Righe da analizzare
....

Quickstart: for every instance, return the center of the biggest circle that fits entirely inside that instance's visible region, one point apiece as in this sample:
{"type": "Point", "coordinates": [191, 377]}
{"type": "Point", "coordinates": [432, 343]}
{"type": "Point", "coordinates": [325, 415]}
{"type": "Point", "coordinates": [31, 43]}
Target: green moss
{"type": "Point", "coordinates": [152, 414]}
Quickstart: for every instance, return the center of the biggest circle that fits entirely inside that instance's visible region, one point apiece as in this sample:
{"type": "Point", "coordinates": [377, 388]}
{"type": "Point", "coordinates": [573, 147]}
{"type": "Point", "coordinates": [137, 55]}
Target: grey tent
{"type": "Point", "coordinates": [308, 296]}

....

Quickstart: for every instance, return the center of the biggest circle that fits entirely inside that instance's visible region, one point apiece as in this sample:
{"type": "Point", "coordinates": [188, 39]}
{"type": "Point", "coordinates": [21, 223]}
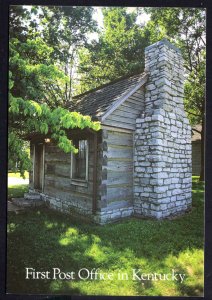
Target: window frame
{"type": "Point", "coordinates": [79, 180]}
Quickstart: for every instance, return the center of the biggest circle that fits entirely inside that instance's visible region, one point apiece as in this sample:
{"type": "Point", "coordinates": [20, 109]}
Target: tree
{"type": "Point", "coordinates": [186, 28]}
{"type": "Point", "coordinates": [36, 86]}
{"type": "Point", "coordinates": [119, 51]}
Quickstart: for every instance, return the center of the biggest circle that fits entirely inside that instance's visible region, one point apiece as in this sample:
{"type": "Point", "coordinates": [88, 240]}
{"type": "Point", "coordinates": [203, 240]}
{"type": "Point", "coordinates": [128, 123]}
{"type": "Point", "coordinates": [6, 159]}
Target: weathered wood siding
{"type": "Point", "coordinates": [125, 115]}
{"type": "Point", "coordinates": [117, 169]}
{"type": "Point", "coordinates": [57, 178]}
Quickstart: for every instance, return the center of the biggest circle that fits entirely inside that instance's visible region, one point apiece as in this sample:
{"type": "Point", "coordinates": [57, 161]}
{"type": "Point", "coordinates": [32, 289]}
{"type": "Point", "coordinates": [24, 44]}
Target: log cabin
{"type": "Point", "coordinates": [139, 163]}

....

Consegna
Conta quante righe qui sopra contengono la stringa "Target", distinguendo tra maiuscole e minuscole. Scrivi soltanto il numero.

Risposta
6